SHORT PROBLEM. Reproduce all of the records below word for word, leaving out the pictures.

Stored data entries:
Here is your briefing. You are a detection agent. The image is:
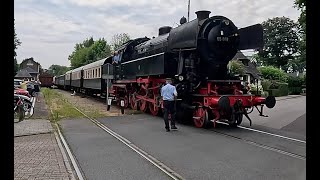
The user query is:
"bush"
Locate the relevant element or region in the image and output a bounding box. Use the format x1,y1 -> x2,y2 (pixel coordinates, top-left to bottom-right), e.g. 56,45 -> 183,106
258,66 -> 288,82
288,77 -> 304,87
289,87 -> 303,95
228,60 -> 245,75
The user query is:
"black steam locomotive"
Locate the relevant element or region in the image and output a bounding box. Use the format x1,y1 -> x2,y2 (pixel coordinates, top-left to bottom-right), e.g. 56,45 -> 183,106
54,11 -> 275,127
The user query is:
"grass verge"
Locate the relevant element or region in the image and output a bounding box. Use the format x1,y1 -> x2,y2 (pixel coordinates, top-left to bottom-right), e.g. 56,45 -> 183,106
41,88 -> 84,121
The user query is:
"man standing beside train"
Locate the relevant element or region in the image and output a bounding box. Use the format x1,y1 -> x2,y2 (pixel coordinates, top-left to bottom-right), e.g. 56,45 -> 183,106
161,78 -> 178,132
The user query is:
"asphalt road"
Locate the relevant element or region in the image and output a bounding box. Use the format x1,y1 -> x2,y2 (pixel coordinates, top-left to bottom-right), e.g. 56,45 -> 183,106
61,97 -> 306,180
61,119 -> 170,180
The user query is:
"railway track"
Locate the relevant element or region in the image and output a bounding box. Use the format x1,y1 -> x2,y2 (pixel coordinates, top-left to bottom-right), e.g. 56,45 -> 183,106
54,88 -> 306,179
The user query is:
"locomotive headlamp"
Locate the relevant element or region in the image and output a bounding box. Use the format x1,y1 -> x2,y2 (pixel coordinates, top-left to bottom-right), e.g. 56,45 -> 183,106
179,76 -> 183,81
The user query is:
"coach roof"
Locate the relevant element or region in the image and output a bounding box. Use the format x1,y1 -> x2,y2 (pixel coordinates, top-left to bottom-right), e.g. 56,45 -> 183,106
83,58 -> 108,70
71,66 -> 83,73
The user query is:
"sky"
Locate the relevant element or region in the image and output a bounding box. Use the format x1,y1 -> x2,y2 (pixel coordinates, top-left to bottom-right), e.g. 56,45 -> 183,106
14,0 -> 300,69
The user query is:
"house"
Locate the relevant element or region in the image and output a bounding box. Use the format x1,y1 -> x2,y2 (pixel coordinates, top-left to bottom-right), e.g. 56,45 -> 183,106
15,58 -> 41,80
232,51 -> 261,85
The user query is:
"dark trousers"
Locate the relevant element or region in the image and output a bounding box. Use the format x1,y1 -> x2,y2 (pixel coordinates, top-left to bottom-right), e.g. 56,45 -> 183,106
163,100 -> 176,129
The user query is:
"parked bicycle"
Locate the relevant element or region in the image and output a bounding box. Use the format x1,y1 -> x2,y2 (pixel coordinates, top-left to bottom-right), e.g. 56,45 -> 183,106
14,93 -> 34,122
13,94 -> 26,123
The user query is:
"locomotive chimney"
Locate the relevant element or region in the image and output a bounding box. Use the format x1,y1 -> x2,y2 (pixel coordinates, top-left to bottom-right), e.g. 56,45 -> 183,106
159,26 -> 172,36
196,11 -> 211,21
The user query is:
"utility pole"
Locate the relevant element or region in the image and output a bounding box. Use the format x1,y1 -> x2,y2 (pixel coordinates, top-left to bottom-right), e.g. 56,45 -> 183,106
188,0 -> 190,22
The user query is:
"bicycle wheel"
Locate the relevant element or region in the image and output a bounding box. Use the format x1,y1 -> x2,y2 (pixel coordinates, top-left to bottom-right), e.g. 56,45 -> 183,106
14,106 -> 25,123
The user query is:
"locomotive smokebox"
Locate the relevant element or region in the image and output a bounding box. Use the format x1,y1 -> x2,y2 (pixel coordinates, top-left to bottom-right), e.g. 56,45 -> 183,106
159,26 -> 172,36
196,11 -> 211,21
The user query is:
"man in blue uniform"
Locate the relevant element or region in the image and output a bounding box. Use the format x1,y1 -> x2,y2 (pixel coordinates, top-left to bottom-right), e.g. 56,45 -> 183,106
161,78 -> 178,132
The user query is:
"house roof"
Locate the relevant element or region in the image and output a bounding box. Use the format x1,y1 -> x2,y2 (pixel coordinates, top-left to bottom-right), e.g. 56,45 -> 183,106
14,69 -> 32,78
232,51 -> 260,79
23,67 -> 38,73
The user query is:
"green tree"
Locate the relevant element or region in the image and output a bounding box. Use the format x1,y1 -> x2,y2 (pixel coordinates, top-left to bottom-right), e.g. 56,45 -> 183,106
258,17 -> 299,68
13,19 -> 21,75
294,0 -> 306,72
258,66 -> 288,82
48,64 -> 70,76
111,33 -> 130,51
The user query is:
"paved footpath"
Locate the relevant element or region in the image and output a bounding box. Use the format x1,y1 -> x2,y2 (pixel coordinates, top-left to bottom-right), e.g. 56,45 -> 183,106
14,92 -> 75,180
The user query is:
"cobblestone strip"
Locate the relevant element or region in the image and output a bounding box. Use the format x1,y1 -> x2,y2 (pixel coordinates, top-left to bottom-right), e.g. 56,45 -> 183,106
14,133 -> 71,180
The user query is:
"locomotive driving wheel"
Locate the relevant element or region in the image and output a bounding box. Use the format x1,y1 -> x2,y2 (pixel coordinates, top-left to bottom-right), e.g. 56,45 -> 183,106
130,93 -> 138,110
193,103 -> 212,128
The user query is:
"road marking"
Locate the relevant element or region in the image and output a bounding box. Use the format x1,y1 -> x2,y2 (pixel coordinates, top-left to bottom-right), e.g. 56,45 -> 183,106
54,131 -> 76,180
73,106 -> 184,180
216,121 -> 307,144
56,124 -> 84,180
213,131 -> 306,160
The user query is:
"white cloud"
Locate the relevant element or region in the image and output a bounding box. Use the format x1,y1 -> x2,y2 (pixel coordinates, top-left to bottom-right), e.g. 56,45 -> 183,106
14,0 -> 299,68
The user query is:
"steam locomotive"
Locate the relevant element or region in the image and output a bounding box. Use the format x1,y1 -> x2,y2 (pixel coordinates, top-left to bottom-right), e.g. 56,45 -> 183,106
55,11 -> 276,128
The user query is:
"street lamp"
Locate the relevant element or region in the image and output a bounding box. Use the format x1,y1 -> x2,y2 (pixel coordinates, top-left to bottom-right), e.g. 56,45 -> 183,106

TASK RESULT.
Here is your briefing. You are a detection agent. The image is:
The user query is:
"bush"
Locate the relevant element or region in the image and output a bounding box. Use the format x1,y1 -> x2,y2 (pixel coordinates, top-left to bottom-right), e.g. 56,45 -> 183,106
258,66 -> 288,82
288,77 -> 304,87
289,87 -> 303,95
228,60 -> 245,75
The user query is:
"black steam locomotive"
Locate the relevant element or region in the image and output a bounding box. Use the format x1,y1 -> x2,y2 (pixel coordinates, top-left to bottom-right), e.g. 56,45 -> 183,106
54,11 -> 275,127
The user query is:
"grass verge"
Locate the relevant element or region in the image and output a bounding box. Use the format x1,y1 -> x2,y2 (pixel coordinates, top-left to bottom-right), e.g. 56,45 -> 183,106
41,88 -> 84,121
The user query is:
"man standing beside train"
Locate the relevant element or region in the image and output a bounding box. Use the format x1,y1 -> x2,y2 (pixel coordinates, top-left to bottom-right), e.g. 56,45 -> 183,106
161,78 -> 178,132
The user query is:
"asphalt road"
Locate the relevant element or region in the image and output a bounding box. Use the format x1,y1 -> x2,y2 (pixel coordinates, top-left to bottom-right), e.g. 56,45 -> 183,106
61,97 -> 306,180
61,119 -> 170,180
The user query is:
"railway track"
Locate the relevant element or region in the image and output a bounding box. Use the format x1,y1 -> x2,y2 (pixel coordinates, top-left to bottom-right), e.g. 56,45 -> 183,106
54,88 -> 306,179
The user query is:
"locomotive headlamp"
Locate the relevant element or region in the image and output a bounding box. Use the format x1,y1 -> x2,y2 (pixel coordinates, top-left to bottom-right), e.g. 56,45 -> 183,106
179,76 -> 183,81
The user query is:
"coach roof"
Locate the relevant element or region in the image and output a bounding box. Use the format x1,y1 -> x2,y2 (pixel coordinates, top-left to bottom-right), e.g. 56,45 -> 183,106
83,58 -> 108,70
71,66 -> 83,73
The user query is:
"sky"
Locate the relevant element or region in the image and output a bounding box. Use the format x1,y1 -> x2,y2 (pixel coordinates, top-left to bottom-right), e.g. 56,45 -> 183,106
14,0 -> 300,69
The user query is:
"house"
Locate the relevant element or region in the image and output a bounding box. Use the format x1,y1 -> x2,y2 (pixel coordinates, top-left to bottom-right), e.g. 56,45 -> 183,106
15,58 -> 41,80
232,51 -> 261,85
The user query is:
"dark trousers"
Locate the relevant element or region in the image and output a bounding box. Use the format x1,y1 -> x2,y2 (pixel coordinates, top-left to bottom-right), e.g. 56,45 -> 183,106
163,100 -> 176,129
The user query is:
"parked bicycle"
Locate the relevant element or region in the image and output a bounding box. Use the format x1,y1 -> x2,y2 (pixel coordinates, top-left to bottom-right), e.g. 56,45 -> 183,106
14,93 -> 34,122
13,94 -> 26,123
The user query is:
"locomotive chimney"
Locate the relevant element or region in the image and output a bounding box. Use the format x1,y1 -> x2,y2 (pixel coordinates, top-left to bottom-right), e.g. 56,45 -> 183,106
159,26 -> 172,36
196,11 -> 211,21
The user query is:
"utility pole"
Locate the relevant element or region in the image and output a bounding box. Use the format x1,y1 -> x2,y2 (pixel coordinates, top-left to bottom-right), e.g. 56,45 -> 183,106
188,0 -> 190,22
The user query is:
"bicycle wheel"
Locate the relevant element or region in the image and output a bounding box. Use the format x1,y1 -> x2,y2 (pixel coordinates, top-left to bottom-right), e.g. 56,45 -> 183,106
14,106 -> 25,123
The user query is:
"locomotive smokebox"
Locate the relevant element or region in the image and output a bounding box. Use the format x1,y1 -> x2,y2 (pixel coordinates, top-left to bottom-right), e.g. 56,45 -> 183,106
159,26 -> 172,36
196,11 -> 211,21
The user query is:
"man in blue uniform"
Locate the relevant element or region in the image and output a bounding box. Use the format x1,y1 -> x2,y2 (pixel coordinates, top-left to bottom-right), e.g. 56,45 -> 183,106
161,78 -> 178,132
The user query is:
"house roof"
Locate the relevant element or region in the image and output a bounding box. Use the format x1,y1 -> x2,y2 (pixel coordinates, top-left to bottom-right), e.g. 56,45 -> 183,106
14,69 -> 32,78
232,51 -> 260,79
23,67 -> 38,73
The user query is:
"green tree"
Locate the relevant element or region in the image and output a bounding box. Use the format x1,y1 -> x2,y2 (pixel coordinates, top-left to bottom-right), e.g. 56,45 -> 183,106
258,17 -> 299,68
13,19 -> 21,75
294,0 -> 306,72
258,66 -> 288,82
48,64 -> 70,76
111,33 -> 130,51
The user query is:
"paved footpath"
Locate the relevant element or region in the image and output a bounding box. Use the format x1,y1 -> x2,y2 (pixel coordinates, top-left to bottom-right), e.g. 56,45 -> 183,106
14,92 -> 75,180
The user query is:
"cobblestone strip"
Locate the relevant element or region in the image and output a bounding box. Use the format x1,y1 -> x2,y2 (pixel coordinates, top-left to bottom-right), e.g. 56,45 -> 183,106
14,133 -> 71,180
The user query is:
"locomotive driving wheel"
Locate the relevant element or region in the image and output a bounding box. Use the format x1,y1 -> x2,y2 (pixel coordinates, top-left to bottom-right), e.g. 56,45 -> 183,106
130,93 -> 138,110
193,103 -> 212,128
The user query is:
"road marking"
Locate the relevant element or region in the image and output a bounding box. Use the format x1,y1 -> x2,y2 (pixel coordinates, top-left to bottom-right), e.g. 56,45 -> 183,106
54,131 -> 76,180
73,106 -> 184,180
216,121 -> 307,144
56,124 -> 84,180
213,131 -> 306,160
The user query is:
"white cloud"
Locate the relevant element or region in the image and output a bounding box. Use the format x1,y1 -> x2,y2 (pixel coordinates, top-left to bottom-right), e.g. 56,45 -> 183,106
14,0 -> 299,68
The user query is:
"steam locomotive"
Locate the relevant element or region in the image and output a bounding box. Use the format x1,y1 -> x2,y2 (pixel coordinates, top-left to bottom-right), e.g. 56,45 -> 183,106
55,11 -> 276,128
The user query is:
"street lamp"
Locate the relevant element or region in the image and output a bounding box. Use the format x1,y1 -> x2,y2 (pixel coordinates, top-left to bottom-right), e.g. 56,45 -> 183,106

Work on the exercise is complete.